#### RECORDS TO PROCESS ####

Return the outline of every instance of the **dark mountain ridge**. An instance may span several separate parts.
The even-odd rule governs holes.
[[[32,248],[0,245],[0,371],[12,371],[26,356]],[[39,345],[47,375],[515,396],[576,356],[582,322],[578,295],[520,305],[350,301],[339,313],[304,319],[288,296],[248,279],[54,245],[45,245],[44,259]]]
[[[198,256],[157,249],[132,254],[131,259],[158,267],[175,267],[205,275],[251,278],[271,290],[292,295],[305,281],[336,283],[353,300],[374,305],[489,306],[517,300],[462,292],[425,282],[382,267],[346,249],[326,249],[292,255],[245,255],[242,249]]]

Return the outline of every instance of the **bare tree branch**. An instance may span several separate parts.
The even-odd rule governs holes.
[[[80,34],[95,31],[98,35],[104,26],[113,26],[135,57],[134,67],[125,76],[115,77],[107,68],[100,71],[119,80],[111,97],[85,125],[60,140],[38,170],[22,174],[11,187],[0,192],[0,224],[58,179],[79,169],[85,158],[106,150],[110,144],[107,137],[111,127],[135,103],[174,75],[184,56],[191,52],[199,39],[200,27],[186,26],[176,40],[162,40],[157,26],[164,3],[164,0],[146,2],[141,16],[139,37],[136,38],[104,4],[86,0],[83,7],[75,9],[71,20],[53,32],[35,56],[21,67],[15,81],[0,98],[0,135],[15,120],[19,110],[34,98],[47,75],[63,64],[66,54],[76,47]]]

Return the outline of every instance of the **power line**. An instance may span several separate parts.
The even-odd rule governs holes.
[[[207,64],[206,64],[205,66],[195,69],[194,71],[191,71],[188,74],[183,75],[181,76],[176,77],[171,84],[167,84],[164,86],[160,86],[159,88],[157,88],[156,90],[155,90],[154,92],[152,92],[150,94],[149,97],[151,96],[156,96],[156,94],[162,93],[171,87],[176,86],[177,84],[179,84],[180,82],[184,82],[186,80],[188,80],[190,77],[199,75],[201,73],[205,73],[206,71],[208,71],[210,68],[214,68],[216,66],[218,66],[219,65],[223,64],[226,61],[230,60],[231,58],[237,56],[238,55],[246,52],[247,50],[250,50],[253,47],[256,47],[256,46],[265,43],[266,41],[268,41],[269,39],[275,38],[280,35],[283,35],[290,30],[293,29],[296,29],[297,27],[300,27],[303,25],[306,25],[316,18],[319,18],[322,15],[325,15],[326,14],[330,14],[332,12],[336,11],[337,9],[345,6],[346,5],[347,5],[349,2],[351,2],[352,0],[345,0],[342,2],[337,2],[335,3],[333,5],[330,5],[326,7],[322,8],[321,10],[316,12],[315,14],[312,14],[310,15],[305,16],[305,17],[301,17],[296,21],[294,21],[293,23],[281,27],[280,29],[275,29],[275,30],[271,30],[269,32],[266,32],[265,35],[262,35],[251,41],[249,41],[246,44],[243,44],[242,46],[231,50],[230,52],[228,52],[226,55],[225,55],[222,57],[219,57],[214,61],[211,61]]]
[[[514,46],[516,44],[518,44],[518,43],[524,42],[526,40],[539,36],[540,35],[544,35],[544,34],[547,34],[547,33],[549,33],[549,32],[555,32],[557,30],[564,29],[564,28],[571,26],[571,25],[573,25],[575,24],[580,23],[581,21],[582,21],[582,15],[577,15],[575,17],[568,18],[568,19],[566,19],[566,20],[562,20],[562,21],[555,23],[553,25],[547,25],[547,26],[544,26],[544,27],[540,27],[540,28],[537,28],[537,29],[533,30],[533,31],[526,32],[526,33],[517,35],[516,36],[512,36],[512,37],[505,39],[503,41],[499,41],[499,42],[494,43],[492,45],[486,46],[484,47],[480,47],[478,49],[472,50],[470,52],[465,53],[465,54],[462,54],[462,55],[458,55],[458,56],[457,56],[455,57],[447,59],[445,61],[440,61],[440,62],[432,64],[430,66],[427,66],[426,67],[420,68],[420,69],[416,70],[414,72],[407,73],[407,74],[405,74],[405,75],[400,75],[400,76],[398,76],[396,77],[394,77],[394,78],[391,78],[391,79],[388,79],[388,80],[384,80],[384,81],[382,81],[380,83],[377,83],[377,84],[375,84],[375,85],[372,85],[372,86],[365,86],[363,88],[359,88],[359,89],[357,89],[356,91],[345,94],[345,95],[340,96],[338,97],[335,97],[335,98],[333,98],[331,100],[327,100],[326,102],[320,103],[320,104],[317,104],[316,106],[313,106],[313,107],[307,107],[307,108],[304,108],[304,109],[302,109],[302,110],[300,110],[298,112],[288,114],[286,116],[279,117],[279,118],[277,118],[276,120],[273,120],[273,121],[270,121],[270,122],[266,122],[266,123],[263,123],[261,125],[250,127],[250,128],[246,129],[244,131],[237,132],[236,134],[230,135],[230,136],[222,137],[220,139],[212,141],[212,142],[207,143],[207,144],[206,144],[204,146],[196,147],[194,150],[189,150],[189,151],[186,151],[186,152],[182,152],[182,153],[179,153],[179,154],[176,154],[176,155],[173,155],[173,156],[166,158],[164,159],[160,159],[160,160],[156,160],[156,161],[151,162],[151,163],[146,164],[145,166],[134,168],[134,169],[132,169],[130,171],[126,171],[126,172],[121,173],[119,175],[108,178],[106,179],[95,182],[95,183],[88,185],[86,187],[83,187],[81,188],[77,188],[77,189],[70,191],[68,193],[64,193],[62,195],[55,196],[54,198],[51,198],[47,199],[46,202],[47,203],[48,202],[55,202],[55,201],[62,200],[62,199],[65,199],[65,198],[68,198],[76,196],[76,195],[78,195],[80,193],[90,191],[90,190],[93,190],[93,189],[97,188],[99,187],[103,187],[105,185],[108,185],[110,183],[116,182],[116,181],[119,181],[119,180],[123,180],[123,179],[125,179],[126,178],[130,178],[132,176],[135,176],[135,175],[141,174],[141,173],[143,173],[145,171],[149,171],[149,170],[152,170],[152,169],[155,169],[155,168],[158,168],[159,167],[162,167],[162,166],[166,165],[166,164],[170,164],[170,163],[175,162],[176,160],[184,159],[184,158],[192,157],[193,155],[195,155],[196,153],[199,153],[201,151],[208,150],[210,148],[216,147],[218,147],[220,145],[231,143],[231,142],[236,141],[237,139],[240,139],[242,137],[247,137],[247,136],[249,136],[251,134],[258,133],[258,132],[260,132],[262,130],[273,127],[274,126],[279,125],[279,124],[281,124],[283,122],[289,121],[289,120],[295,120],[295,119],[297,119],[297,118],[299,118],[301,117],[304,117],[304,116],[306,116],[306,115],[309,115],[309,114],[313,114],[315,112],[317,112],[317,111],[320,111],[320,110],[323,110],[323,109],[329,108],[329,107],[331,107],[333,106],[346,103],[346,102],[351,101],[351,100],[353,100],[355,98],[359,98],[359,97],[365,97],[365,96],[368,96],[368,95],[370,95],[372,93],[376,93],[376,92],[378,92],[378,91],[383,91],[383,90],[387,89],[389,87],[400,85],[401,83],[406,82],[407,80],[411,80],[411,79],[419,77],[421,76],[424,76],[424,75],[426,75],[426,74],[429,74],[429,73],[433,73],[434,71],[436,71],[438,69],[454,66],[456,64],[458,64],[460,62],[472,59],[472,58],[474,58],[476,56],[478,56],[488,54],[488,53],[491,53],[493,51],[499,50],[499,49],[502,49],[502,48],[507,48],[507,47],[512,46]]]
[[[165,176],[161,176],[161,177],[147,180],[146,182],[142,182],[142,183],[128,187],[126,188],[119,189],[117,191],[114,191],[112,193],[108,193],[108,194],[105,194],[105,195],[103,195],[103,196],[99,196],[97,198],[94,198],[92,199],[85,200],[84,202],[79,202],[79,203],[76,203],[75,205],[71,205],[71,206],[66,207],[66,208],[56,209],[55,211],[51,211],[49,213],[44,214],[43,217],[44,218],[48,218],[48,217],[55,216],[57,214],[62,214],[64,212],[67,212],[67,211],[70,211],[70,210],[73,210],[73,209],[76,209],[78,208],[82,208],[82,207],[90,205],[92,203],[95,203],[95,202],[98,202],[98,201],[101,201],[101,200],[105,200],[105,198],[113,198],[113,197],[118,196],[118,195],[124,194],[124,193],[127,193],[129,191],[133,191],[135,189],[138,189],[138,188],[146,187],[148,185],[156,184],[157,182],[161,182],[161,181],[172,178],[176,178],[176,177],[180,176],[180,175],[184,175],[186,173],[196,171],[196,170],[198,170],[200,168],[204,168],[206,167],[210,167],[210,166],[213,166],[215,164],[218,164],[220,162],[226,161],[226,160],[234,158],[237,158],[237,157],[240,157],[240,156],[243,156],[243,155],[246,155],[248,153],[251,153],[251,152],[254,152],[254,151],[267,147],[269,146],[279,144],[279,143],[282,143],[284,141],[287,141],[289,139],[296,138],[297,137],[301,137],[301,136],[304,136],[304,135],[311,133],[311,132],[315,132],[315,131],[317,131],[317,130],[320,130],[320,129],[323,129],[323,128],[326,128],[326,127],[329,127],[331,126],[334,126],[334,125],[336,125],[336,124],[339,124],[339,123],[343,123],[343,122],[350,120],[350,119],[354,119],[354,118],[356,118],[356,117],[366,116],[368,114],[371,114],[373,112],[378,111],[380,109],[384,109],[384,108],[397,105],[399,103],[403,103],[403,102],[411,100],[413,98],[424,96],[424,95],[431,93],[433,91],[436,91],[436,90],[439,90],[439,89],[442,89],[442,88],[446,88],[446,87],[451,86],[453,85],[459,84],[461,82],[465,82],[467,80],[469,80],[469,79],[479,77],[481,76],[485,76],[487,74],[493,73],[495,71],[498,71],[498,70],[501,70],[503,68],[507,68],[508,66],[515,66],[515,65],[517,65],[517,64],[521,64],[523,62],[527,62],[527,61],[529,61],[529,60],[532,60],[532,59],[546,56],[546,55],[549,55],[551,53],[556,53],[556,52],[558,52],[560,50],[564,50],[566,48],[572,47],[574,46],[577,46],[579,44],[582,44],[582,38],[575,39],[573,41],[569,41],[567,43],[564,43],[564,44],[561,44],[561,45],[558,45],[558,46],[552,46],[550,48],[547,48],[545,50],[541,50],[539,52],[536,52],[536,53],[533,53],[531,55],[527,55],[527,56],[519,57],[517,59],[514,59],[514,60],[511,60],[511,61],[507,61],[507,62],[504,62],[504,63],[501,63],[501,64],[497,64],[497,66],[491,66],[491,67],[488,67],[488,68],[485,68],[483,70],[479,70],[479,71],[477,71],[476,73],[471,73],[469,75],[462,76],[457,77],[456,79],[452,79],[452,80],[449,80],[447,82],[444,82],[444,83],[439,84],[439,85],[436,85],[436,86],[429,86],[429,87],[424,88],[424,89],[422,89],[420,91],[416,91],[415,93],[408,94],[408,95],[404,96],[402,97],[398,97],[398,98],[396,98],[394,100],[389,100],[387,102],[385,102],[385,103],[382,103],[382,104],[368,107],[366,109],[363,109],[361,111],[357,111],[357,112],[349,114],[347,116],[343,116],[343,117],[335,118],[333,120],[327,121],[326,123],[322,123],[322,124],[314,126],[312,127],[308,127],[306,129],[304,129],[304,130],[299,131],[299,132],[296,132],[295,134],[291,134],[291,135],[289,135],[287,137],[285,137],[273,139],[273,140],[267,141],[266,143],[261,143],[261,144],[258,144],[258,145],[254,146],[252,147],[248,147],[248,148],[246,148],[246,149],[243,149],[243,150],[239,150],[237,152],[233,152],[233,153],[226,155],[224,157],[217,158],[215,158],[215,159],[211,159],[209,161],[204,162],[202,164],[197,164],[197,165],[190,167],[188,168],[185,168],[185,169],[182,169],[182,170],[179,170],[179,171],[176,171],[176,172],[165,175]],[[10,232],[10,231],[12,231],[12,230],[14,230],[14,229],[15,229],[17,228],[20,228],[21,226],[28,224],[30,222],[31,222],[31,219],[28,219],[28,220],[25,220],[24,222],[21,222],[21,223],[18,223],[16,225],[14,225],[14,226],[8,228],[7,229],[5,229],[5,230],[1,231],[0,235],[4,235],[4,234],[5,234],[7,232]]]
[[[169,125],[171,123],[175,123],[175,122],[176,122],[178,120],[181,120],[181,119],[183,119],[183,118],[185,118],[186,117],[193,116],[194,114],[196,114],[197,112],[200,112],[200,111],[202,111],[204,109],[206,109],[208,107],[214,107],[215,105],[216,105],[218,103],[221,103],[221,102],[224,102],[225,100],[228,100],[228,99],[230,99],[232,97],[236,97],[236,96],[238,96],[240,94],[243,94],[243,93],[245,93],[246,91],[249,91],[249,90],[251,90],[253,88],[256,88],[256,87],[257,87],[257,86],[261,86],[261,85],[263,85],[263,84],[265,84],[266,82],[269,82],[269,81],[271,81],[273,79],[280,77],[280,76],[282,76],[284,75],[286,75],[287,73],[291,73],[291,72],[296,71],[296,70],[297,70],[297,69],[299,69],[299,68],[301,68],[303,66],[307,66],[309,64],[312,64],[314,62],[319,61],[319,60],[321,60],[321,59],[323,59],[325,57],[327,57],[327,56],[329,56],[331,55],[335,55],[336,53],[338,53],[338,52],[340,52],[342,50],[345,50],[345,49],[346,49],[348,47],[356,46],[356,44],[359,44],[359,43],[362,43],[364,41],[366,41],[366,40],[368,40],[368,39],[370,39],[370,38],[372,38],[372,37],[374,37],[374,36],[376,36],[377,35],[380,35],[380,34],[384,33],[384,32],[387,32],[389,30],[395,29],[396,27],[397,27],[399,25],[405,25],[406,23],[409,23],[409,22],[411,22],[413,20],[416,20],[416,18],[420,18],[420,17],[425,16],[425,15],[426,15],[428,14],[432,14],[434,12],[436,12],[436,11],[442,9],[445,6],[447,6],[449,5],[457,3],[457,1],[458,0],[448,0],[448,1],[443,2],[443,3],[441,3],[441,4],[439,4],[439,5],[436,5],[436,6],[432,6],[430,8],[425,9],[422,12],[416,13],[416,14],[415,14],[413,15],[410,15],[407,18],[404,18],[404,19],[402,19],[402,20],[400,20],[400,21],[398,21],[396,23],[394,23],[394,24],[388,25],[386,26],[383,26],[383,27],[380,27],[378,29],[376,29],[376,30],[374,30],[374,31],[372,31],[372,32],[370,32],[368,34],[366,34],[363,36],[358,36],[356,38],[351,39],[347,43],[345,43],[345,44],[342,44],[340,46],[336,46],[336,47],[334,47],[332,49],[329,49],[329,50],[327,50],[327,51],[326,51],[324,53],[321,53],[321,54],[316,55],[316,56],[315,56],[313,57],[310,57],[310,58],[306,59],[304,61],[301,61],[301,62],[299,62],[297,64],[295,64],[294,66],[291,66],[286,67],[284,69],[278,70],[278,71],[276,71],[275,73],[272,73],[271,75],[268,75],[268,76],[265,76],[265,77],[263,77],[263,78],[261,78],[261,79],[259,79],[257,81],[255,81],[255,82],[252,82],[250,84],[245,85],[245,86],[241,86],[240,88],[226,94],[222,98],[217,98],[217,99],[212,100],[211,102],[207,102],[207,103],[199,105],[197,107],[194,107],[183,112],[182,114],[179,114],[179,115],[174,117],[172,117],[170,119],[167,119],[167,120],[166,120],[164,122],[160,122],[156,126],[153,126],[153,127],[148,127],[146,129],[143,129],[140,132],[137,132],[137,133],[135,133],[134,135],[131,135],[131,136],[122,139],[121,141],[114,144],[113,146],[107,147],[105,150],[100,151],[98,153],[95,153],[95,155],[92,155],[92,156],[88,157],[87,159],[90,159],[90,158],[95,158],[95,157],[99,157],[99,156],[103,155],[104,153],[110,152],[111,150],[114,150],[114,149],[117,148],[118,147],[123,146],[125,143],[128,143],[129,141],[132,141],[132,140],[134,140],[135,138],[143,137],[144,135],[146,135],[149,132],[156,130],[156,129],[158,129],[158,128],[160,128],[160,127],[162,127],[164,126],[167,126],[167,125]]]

####

◆ TASK STATEMENT ◆
Collect every line above that contains the string "separate". Case counts.

◆ EXPECTED OUTPUT ◆
Return the outline of every instance of the **dark mountain ridge**. An instance may span several separate parts.
Return the outline of every instance of the **bare tree branch**. An instance may span several separate parts.
Return the outline of every instance of the **power line**. An instance may span several separate parts.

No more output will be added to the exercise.